-- Your goal --
In the parenting text, what does a Parent in Charge tell a child who acts out in a restaurant they will be eating at home if the behavior happens again?

-- Reading text --
+===+
8. In restaurants, Parents in Charge do not tolerate obnoxious behavior. If their child acts out, they take him outside or to the bathroom, establish the seriousness of the expectations, give him an attitude adjustment if necessary, and assure him that if he acts out again, he will be eating wheat bread and broccoli when he gets home. Parents in Charge follow through with this.

9. Parents in Charge never tolerate other children misbehaving in their home without consequence. Rather, a Parent in Charge asserts his sovereignty gently but firmly, confronting any misbehavior and removing the child from the home if necessary. Afterwards, the parent communicates very clearly to that child’s parents what occurred and which behaviors will not be tolerated in their home. Finally, the Parent in Charge extends an open invitation for the child to return to the home if the child can respect the family’s limits and boundaries.

10. Finally, Parents in Charge witness no positive behavior from their children without acknowledging, appreciating, praising, respecting, and expressing gratitude for it. Parents in Charge know their children crave their love, acceptance, attention, and approval and waste no opportunity to dole it out.


  1. Let me be the first to say! YES!
+===+
-- Recorded data --
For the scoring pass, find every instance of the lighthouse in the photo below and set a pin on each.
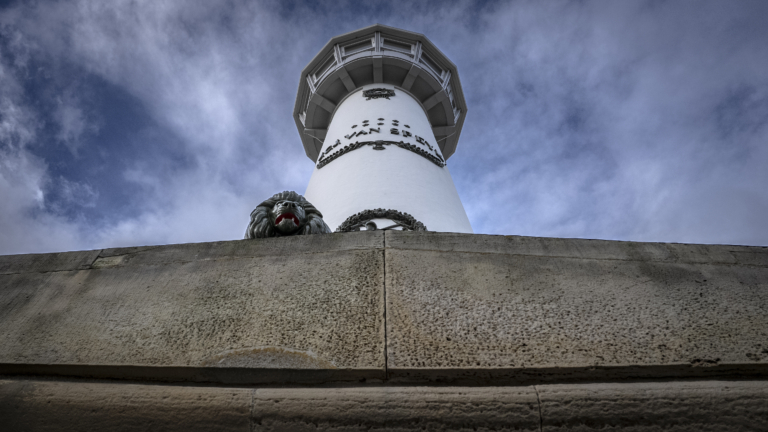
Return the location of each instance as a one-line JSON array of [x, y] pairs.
[[380, 111]]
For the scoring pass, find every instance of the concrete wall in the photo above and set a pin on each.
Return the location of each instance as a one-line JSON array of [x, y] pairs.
[[292, 333]]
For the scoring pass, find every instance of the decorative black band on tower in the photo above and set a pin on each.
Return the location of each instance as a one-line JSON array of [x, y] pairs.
[[377, 93], [365, 218], [379, 145]]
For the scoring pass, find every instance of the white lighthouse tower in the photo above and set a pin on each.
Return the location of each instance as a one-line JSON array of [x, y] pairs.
[[379, 111]]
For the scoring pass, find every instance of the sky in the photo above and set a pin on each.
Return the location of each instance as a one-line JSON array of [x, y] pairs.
[[127, 123]]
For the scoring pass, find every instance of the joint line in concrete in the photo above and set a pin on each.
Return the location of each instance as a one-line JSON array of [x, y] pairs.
[[541, 418], [384, 261]]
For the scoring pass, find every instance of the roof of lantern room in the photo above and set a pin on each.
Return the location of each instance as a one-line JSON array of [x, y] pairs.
[[379, 54]]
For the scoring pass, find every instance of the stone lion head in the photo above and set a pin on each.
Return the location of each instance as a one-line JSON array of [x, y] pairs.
[[285, 214]]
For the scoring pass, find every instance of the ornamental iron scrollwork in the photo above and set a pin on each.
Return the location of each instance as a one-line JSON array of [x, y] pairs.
[[379, 145], [377, 93], [365, 219]]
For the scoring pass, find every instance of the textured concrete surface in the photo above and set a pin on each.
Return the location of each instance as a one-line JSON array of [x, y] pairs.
[[271, 305], [65, 406], [41, 405], [674, 406], [396, 409], [460, 309], [523, 309]]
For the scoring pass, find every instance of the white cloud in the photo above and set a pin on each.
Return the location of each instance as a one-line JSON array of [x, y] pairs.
[[636, 121]]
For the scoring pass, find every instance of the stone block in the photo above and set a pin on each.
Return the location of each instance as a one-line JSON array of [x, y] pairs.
[[69, 406], [492, 309], [672, 406], [396, 409], [304, 309], [63, 261]]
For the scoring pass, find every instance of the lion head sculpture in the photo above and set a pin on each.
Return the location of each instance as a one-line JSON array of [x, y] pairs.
[[285, 214]]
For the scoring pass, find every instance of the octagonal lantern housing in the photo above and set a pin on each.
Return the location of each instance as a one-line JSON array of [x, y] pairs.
[[379, 54]]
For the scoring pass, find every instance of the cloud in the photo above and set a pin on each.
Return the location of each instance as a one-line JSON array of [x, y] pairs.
[[631, 120]]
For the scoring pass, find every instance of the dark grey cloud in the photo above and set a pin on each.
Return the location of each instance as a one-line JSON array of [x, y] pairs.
[[126, 123]]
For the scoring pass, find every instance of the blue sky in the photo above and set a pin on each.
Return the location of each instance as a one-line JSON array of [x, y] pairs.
[[152, 122]]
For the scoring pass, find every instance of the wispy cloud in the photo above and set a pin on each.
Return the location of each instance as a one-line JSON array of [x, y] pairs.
[[128, 123]]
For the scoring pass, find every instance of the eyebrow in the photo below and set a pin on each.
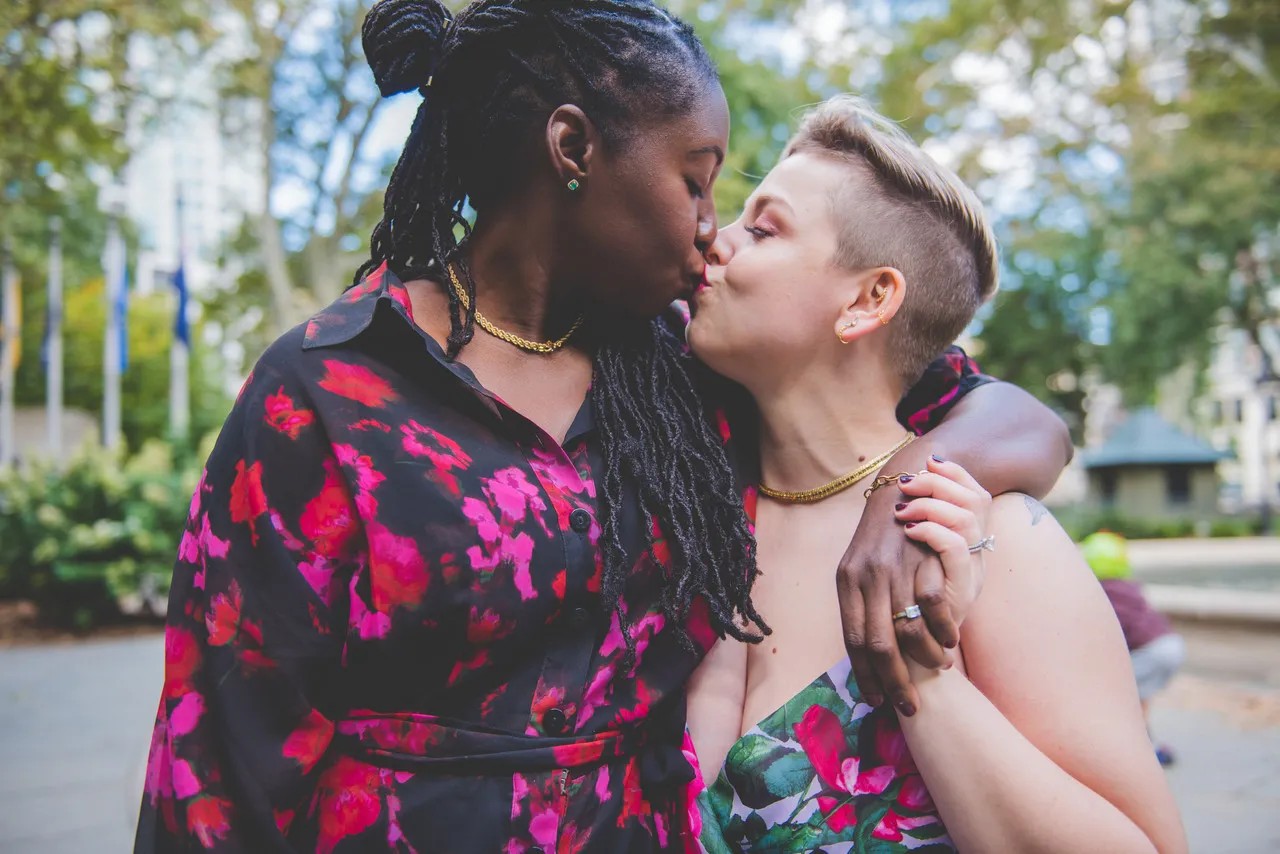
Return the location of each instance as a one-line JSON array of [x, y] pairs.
[[709, 149], [760, 202]]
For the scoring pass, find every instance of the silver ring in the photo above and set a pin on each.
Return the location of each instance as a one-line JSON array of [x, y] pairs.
[[984, 544], [909, 612]]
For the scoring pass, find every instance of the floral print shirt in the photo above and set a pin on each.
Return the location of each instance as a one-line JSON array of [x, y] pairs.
[[385, 629]]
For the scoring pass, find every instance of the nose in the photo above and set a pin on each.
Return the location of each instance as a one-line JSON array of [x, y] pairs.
[[707, 229], [721, 250]]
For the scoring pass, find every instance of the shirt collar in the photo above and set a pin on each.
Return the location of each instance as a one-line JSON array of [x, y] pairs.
[[351, 314]]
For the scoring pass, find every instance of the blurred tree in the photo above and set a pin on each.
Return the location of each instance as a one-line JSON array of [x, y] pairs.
[[65, 87], [1143, 132], [307, 103], [145, 386], [310, 101]]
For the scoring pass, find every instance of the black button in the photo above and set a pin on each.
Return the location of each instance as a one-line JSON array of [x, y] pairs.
[[554, 721]]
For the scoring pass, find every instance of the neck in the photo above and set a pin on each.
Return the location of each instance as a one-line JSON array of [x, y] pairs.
[[511, 257], [824, 424]]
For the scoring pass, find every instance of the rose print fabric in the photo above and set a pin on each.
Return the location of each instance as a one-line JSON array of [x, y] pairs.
[[823, 772], [385, 630]]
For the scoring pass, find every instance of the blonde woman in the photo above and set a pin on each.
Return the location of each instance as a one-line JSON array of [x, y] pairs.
[[855, 263]]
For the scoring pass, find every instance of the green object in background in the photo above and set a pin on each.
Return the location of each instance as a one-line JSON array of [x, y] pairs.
[[1107, 555]]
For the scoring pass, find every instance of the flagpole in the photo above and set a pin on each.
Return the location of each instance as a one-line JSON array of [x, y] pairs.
[[179, 350], [54, 342], [8, 357], [113, 268]]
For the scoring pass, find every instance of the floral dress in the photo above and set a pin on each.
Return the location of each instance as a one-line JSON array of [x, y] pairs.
[[823, 772], [385, 629]]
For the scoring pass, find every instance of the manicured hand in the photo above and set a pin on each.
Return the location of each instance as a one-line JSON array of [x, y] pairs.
[[885, 569]]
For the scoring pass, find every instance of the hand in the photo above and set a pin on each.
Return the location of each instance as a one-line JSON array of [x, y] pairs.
[[947, 510], [882, 567]]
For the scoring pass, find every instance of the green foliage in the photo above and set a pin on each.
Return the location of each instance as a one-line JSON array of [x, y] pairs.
[[1082, 521], [96, 534], [145, 386]]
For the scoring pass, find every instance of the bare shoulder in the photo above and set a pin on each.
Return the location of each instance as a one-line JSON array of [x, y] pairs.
[[1034, 570], [1028, 535]]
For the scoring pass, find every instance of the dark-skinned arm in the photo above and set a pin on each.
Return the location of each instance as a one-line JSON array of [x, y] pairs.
[[1010, 442]]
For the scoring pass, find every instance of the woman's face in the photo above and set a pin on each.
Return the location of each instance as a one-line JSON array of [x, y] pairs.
[[772, 297], [648, 214]]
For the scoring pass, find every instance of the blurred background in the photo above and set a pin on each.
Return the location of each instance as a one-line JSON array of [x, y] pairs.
[[182, 181]]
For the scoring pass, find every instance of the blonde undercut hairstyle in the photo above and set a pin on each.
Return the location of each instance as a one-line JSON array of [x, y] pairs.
[[904, 210]]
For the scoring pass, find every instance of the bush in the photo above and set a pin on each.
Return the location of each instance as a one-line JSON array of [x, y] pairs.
[[1082, 521], [97, 538]]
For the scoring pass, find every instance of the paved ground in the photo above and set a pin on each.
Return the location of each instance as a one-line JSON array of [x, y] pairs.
[[74, 726]]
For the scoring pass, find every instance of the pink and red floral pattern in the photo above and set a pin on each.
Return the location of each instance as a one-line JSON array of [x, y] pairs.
[[823, 772], [385, 628]]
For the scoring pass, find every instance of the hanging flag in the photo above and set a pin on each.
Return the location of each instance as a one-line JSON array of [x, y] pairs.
[[122, 310], [12, 333], [181, 330]]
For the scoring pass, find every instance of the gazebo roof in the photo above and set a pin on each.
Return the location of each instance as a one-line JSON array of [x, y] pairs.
[[1144, 438]]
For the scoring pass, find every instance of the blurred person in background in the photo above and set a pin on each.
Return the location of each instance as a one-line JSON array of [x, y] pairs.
[[1157, 652], [467, 531]]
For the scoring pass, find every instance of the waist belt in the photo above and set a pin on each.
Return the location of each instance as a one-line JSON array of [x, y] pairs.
[[415, 741]]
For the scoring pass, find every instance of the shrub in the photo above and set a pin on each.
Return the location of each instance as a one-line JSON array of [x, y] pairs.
[[95, 539]]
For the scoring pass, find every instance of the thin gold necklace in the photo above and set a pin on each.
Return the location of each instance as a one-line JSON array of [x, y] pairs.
[[511, 338], [839, 484]]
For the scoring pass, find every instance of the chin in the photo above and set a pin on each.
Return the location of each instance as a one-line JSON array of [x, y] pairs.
[[702, 342]]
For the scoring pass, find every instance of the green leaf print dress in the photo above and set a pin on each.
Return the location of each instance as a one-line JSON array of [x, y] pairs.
[[824, 772]]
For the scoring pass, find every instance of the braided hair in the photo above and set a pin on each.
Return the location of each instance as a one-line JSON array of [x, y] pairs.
[[489, 78]]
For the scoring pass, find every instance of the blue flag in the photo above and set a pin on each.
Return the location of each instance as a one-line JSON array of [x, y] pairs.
[[181, 330]]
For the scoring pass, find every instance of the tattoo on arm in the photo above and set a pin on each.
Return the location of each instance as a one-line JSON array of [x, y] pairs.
[[1036, 508]]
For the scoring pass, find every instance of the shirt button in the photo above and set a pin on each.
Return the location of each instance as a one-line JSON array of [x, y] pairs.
[[554, 721]]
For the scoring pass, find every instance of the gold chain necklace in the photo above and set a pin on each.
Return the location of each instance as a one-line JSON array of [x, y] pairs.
[[511, 338], [839, 484]]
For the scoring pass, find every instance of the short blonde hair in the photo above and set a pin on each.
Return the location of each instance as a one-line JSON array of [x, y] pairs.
[[908, 213]]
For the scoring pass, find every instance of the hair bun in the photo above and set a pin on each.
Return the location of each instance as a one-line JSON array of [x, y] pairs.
[[403, 41]]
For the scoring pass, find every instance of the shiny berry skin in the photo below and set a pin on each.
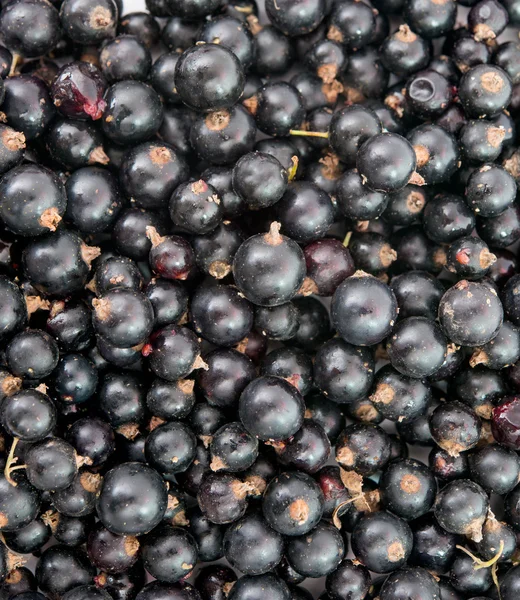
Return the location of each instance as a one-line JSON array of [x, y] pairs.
[[404, 52], [150, 173], [28, 415], [293, 503], [505, 422], [89, 22], [259, 179], [13, 309], [417, 347], [173, 352], [428, 93], [408, 488], [116, 271], [349, 581], [500, 231], [433, 547], [227, 375], [296, 18], [251, 546], [169, 553], [170, 448], [75, 144], [71, 563], [142, 25], [274, 51], [77, 91], [123, 317], [382, 542], [271, 408], [446, 218], [32, 354], [455, 427], [255, 586], [122, 398], [490, 190], [437, 153], [487, 19], [133, 113], [351, 25], [214, 63], [169, 301], [28, 105], [196, 207], [329, 263], [459, 320], [51, 464], [387, 161], [305, 212], [494, 467], [18, 34], [222, 497], [290, 364], [221, 137], [93, 199], [350, 128], [428, 19], [469, 258], [484, 91], [344, 373], [363, 310], [410, 580], [132, 500], [357, 201], [214, 252], [162, 73], [70, 324], [277, 263], [317, 553], [363, 448], [233, 34], [277, 108], [308, 450], [418, 294], [111, 553], [461, 507]]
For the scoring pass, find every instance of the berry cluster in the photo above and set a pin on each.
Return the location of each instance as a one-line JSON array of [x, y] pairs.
[[223, 269]]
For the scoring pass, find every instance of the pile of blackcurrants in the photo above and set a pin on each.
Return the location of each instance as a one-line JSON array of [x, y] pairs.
[[174, 382]]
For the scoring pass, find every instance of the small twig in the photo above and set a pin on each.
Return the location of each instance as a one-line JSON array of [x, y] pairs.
[[11, 461], [484, 564]]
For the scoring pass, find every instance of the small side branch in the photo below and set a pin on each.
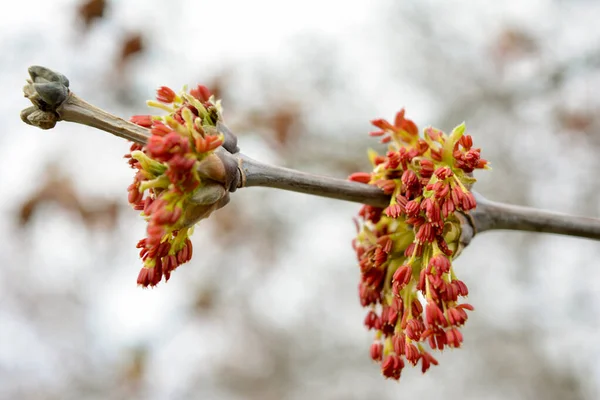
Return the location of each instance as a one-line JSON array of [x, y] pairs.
[[261, 174], [491, 215], [53, 101]]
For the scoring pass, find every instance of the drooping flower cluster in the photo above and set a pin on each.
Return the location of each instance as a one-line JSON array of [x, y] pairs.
[[168, 177], [405, 251]]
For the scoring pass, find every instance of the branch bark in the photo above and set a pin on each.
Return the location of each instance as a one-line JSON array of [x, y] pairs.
[[52, 102]]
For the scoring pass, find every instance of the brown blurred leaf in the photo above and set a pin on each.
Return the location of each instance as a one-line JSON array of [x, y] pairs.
[[91, 10], [132, 44], [282, 124], [58, 189], [580, 121]]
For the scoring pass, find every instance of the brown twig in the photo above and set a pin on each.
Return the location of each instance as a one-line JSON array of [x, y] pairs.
[[52, 102]]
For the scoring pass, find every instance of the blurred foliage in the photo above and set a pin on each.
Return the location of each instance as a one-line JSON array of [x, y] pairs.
[[270, 310]]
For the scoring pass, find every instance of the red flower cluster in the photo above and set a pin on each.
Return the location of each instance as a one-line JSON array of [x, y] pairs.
[[405, 251], [167, 176]]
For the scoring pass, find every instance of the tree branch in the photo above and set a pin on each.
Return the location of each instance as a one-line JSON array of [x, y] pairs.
[[52, 102]]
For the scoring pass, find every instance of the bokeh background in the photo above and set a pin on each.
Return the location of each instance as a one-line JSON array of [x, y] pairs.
[[268, 308]]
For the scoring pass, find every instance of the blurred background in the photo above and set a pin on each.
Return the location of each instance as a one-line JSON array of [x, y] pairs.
[[268, 308]]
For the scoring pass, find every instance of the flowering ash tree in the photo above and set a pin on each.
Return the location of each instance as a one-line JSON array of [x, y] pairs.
[[419, 211]]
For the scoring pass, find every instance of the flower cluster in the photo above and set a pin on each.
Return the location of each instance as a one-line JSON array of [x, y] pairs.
[[168, 178], [405, 251]]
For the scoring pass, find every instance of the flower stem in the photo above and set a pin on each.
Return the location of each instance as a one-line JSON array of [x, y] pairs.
[[47, 91]]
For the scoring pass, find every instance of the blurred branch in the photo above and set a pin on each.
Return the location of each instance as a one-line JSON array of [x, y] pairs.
[[53, 102]]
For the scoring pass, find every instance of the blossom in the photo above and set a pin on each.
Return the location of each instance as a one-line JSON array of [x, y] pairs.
[[405, 251], [174, 170]]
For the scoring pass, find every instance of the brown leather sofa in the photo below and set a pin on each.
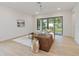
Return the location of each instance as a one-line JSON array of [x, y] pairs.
[[45, 41]]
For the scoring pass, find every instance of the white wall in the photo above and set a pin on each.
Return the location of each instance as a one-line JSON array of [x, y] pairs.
[[67, 21], [75, 17], [8, 25]]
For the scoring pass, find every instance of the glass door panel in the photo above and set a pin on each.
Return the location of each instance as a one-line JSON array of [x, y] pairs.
[[51, 24], [44, 24], [58, 26]]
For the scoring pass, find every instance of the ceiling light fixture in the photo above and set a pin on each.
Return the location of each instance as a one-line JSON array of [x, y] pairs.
[[58, 8]]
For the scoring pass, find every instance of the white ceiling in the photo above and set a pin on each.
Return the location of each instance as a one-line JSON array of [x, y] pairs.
[[32, 7]]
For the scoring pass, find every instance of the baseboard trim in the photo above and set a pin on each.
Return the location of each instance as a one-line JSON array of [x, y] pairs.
[[69, 37], [14, 37]]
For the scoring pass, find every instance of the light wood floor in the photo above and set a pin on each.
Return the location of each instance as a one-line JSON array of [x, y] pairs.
[[67, 48]]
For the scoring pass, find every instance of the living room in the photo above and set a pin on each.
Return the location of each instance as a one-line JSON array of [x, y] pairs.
[[19, 19]]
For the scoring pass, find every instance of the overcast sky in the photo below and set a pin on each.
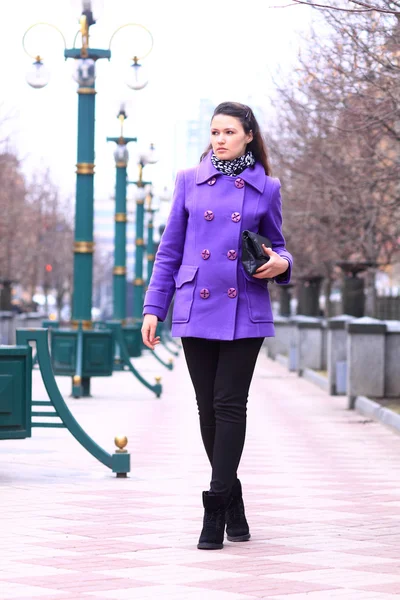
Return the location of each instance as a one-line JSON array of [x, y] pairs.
[[208, 49]]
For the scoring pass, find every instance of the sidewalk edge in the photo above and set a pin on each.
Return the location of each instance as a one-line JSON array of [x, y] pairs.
[[369, 408]]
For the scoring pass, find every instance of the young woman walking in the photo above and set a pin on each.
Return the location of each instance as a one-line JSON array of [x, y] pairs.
[[221, 313]]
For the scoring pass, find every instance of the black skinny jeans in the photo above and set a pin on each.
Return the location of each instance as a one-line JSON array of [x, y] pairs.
[[221, 373]]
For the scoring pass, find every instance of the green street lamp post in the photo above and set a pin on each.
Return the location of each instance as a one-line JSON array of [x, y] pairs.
[[151, 208], [75, 352], [119, 273], [138, 282]]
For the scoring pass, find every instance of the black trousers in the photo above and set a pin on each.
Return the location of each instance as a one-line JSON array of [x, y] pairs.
[[221, 373]]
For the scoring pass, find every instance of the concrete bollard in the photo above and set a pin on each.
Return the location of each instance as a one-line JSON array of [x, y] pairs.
[[308, 343], [365, 359], [337, 353], [392, 359]]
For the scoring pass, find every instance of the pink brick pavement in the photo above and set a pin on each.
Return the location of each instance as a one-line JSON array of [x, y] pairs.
[[322, 491]]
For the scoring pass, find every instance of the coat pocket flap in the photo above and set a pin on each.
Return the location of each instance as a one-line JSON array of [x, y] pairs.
[[185, 274]]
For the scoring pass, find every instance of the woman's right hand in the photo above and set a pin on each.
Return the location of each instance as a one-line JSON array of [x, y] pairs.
[[149, 331]]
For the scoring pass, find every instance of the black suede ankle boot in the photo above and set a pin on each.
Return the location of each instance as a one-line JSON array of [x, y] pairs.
[[212, 534], [237, 528]]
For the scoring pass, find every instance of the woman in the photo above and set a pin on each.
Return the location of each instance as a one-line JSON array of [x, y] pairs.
[[221, 313]]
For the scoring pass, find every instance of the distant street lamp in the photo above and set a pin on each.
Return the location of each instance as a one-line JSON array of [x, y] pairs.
[[143, 189], [121, 156]]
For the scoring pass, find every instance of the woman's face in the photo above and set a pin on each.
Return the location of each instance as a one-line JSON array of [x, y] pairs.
[[228, 138]]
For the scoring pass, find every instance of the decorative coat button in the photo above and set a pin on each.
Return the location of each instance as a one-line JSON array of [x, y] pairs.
[[239, 183]]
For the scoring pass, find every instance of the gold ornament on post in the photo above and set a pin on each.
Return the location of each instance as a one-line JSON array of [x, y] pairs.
[[121, 441]]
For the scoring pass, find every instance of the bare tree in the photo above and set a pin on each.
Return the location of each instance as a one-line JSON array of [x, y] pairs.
[[337, 145]]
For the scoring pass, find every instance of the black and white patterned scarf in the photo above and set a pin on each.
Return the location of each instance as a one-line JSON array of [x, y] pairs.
[[234, 167]]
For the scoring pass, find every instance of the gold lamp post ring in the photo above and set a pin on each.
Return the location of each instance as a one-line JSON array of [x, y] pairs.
[[35, 56], [141, 27]]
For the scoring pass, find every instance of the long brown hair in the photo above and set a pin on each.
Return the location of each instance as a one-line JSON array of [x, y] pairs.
[[249, 123]]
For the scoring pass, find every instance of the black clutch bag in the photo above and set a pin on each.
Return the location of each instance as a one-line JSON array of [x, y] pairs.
[[253, 256]]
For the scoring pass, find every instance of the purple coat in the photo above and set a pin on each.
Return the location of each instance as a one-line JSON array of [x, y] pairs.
[[199, 254]]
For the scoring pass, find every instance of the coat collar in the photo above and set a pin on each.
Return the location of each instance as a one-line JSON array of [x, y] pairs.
[[254, 176]]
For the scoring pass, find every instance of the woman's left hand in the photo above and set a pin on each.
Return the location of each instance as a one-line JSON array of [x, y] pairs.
[[274, 267]]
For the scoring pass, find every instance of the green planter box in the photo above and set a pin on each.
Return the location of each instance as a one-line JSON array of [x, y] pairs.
[[97, 352], [15, 392]]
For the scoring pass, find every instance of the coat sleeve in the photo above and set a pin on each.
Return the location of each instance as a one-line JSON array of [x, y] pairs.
+===+
-- Solution to this problem --
Wheat bread and broccoli.